ARBEITSANWEISUNGEN:
(1) Geben Sie aus dem Text über die Frankfurter Opernsaison 2022/23 den Abschnitt wortgetreu wieder, der mit „Auch die Premiere, mit“ beginnt und bis einschließlich „aktuellen russischen Politik.“ reicht.
(2) Beantworten Sie zum Text über die Frankfurter Opernsaison 2022/23 diese Fragen:
(a) Bis zu welchem Jahr wird es laut Loebe noch Produktionen geben, die seit Jahren auf ihre Ausführung warten?
(b) Welches Werk tritt bei Sebastian Weigles Abschiedspremiere an die Stelle von Prokofjews „Krieg und Frieden“?
(c) Welche Tschaikowski-Rarität ist geplant?
(3) Setzen Sie den Text über die Frankfurter Opernsaison 2022/23 im Anschluss an seinen letzten Satz fort.

TEXTAUSZUG:
%%

2022/23 soll nach zweieinhalb Jahren mit dem Virus die erste Saison sein, für die das Haus auf Normalität (mit dem Virus) hofft – dazu wird unter anderem gehören, den Rückstau der vergangenen Monate aufzulösen. Noch bis 2025, so Loebe, werde es Produktionen geben, die seit Jahren auf die Ausführung warten. Die versteckte Premiere ist Frank Martins „Le vin herbé“, die erst nach der Generalprobe doch noch abgesagt wurde. Andere Produktionen sind mehr oder weniger weit geprobt, Ausstattungen sind teils fertig oder fast fertig (auch das spart Geld, selbst wer nie in die Oper geht, kann sich das doch vorstellen). Auch Kompromisse finden sich und locken: Ein Doppelabend mit Weills „Der Zar lässt sich fotografieren“ und Orffs „Die Kluge“ war zwischenzeitlich ein ebenfalls doch nicht mehr realisierbares Alternativprojekt, das jetzt umgesetzt wird – in einem Bühnenbild, das für „Boris Godunow“ gebaut worden ist. Weiterhin scheue er das gewaltige Chorwerk, so Loebe, aber vielleicht macht das ursprüngliche Provisorium auf einmal auch schlichtweg mehr Spaß. Vielleicht spart man jetzt sogar etwas Geld dabei.
Auch die Premiere, mit der sich Sebastian Weigle im Juli 2023 als Frankfurter Generalmusikdirektor verabschieden wird, war einmal anders geplant. Statt Prokofjews gewaltiger Choroper „Krieg und Frieden“ nun Rudi Stephans „Die ersten Menschen“.
Ach, meidet die Oper etwa Russisches? Keineswegs, so Loebe, er habe bei den ganz großen Chorauftritten derzeit nur etwas den Optimismus verloren. Abgesehen davon, dass die Tschaikowski-Rarität „Die Zauberin“ geplant ist, habe man etliche Verträge mit russischen Gästen. Ja, man suche das Gespräch, nein, man wolle am Haus mit niemandem zusammenarbeiten, der Putins Krieg gutheiße. Seiner Erfahrung nach sei es aber bei vielen Künstlern und Künstlerinnen sogar eher umgekehrt: Sie seien selbst Opfer der aktuellen russischen Politik.

%%

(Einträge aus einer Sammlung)
%%

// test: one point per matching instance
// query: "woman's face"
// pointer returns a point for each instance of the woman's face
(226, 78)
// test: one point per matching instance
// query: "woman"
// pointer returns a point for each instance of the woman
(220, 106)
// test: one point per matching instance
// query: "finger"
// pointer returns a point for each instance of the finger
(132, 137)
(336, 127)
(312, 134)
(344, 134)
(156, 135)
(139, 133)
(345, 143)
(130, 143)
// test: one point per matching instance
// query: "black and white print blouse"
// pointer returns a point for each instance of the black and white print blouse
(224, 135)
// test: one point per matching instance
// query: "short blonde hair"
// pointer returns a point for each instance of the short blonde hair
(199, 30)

%%

SCHRIFTLICHE ANTWORTEN:
(1)
Auch die Premiere, mit der sich Sebastian Weigle im Juli 2023 als Frankfurter Generalmusikdirektor verabschieden wird, war einmal anders geplant. Statt Prokofjews gewaltiger Choroper „Krieg und Frieden“ nun Rudi Stephans „Die ersten Menschen“.
Ach, meidet die Oper etwa Russisches? Keineswegs, so Loebe, er habe bei den ganz großen Chorauftritten derzeit nur etwas den Optimismus verloren. Abgesehen davon, dass die Tschaikowski-Rarität „Die Zauberin“ geplant ist, habe man etliche Verträge mit russischen Gästen. Ja, man suche das Gespräch, nein, man wolle am Haus mit niemandem zusammenarbeiten, der Putins Krieg gutheiße. Seiner Erfahrung nach sei es aber bei vielen Künstlern und Künstlerinnen sogar eher umgekehrt: Sie seien selbst Opfer der aktuellen russischen Politik.

(2)
(a) Bis 2025.
(b) Rudi Stephans „Die ersten Menschen“.
(c) „Die Zauberin“.

(3)
Rudi Stephan übrigens, der Ende 20 war, als er im Ersten Weltkrieg fiel, galt seinerzeit als neues Junggenie neben Schönberg und Richard Strauss. 1920 wurde „Die ersten Menschen“ in Frankfurt uraufgeführt. Es sei charakteristisch für Weigle, sagt Loebe, sich auch auf ein solches Werk – vier Personen auf der Bühne – unbedingt einzulassen und nicht den großen Abschiedspomp zu erwarten. Weigle selbst probt gegenwärtig in Wien und ist nicht da. Er hätte rote Ohren bekommen bei all dem Lob, das der Intendant für ihn hat.
5000 Opernabonnements sind im Zuge der Pandemie gekündigt worden, von 12 000. Möglichst viele zurückzugewinnen, müsse in den nächsten Jahren ein zentrales Ziel sein. Unter anderem deshalb kosten einzelne Eintrittskarten aus Konsolidierungsgründen künftig zwar fünf Prozent mehr, die Abopreise sollen sich aber nicht ändern. Loebe wird mit Beginn der nächsten Spielzeit im September 20 Jahre am Haus sein. Weltrekord, vermutet er mal ins Blaue, was nicht stimmt, aber irgendwie stimmt es doch, hier und jetzt.